▶ **Task inputs**
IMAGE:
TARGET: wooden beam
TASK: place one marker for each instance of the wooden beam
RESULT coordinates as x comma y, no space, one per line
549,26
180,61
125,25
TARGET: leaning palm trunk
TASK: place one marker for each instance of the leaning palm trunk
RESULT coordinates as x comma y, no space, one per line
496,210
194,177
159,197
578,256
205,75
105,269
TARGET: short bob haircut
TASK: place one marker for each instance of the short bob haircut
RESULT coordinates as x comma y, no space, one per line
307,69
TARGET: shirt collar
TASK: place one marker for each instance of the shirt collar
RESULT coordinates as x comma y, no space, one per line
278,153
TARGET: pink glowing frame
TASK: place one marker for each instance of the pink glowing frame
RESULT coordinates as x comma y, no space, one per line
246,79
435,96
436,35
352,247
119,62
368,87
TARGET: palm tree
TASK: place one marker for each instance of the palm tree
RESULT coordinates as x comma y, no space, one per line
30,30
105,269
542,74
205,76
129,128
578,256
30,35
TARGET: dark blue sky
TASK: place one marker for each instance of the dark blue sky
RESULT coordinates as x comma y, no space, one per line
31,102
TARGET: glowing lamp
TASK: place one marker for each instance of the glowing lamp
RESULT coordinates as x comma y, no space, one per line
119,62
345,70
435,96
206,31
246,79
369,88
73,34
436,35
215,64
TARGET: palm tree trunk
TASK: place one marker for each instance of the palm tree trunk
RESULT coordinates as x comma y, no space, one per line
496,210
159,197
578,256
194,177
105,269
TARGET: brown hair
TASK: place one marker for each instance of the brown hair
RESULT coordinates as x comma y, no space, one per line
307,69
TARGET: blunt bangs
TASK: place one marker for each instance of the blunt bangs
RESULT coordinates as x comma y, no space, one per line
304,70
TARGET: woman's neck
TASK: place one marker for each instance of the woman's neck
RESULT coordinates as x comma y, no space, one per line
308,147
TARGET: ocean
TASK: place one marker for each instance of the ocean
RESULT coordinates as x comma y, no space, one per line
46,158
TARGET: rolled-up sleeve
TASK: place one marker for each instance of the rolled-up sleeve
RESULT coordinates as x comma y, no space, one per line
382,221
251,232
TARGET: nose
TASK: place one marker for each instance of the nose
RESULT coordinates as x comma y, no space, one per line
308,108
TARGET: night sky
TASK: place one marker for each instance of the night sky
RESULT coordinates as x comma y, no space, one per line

▶ **Exercise**
Recast every line of the listing above as a numbered list, leaving out any blank lines.

▶ **Correct output**
1. IMAGE:
2. TARGET: wooden beam
3. TASK: place one marker for each instance of the wooden beam
4. RESULT coordinates as x comma y, no space, one per line
5. 549,26
6. 180,61
7. 125,25
8. TARGET: leaning palm trunk
9. TASK: place one marker for each instance of the leaning palm trunk
10. RESULT coordinates as x comma y, no space, one per line
11. 496,210
12. 194,177
13. 159,197
14. 578,256
15. 205,75
16. 105,269
17. TARGET: short bob haircut
18. TASK: place one marker for each instance of the short bob haircut
19. RESULT coordinates as x comma y, no space, one per line
20. 307,69
21. TARGET: shirt collar
22. TASK: place one marker for each instance of the shirt collar
23. RESULT coordinates as x comma y, no space, one per line
24. 278,153
25. TARGET: pink glowing frame
26. TASK: place one marker for each instance of the pink glowing frame
27. RESULT coordinates as x comma y, no space, one per line
28. 246,79
29. 435,96
30. 436,35
31. 352,247
32. 119,62
33. 368,87
34. TARGET: palm tree
35. TASK: place one marker for each instance of the palm tree
36. RESULT coordinates as x comma y, no space, one per line
37. 30,30
38. 105,269
39. 542,74
40. 205,76
41. 129,128
42. 578,256
43. 30,35
44. TARGET: dark blue sky
45. TASK: place one marker for each instance of the dark blue sky
46. RESULT coordinates as x comma y, no space, one per line
47. 31,102
48. TARGET: glowing lamp
49. TASK: place one marker for each instance of the glowing lamp
50. RESULT coordinates as x comma y, no space, one per line
51. 119,62
52. 345,70
53. 435,96
54. 206,31
55. 246,79
56. 369,88
57. 73,34
58. 436,35
59. 215,64
60. TARGET: palm tree trunk
61. TASK: place one marker for each instance of the palm tree trunk
62. RESULT coordinates as x comma y, no space, one per line
63. 496,210
64. 159,197
65. 578,256
66. 194,177
67. 105,269
68. TARGET: brown hair
69. TASK: place one marker for each instance of the brown hair
70. RESULT coordinates as x comma y, no space, one per line
71. 307,69
72. TARGET: blunt bangs
73. TASK: place one marker for each instance of the blunt bangs
74. RESULT coordinates as x comma y, no space, one per line
75. 304,70
76. TARGET: woman's neck
77. TASK: place one marker for each instance of the woman's neck
78. RESULT coordinates as x comma y, no space, one per line
79. 308,147
80. TARGET: ocean
81. TASK: place one marker for each instance of the ocean
82. RESULT coordinates as x comma y, no space, one per line
83. 46,158
84. TARGET: rolled-up sleeve
85. TASK: place one marker for each instance of the rolled-up sleeve
86. RESULT coordinates as x comma y, no space, one per line
87. 382,221
88. 251,232
89. TARGET: nose
90. TASK: place one marker for each instance of the nose
91. RESULT coordinates as x comma y, no space, one per line
92. 308,108
93. TARGET: night sky
94. TASK: place one marker for each instance of the night sky
95. RESULT coordinates as x comma y, no space, one per line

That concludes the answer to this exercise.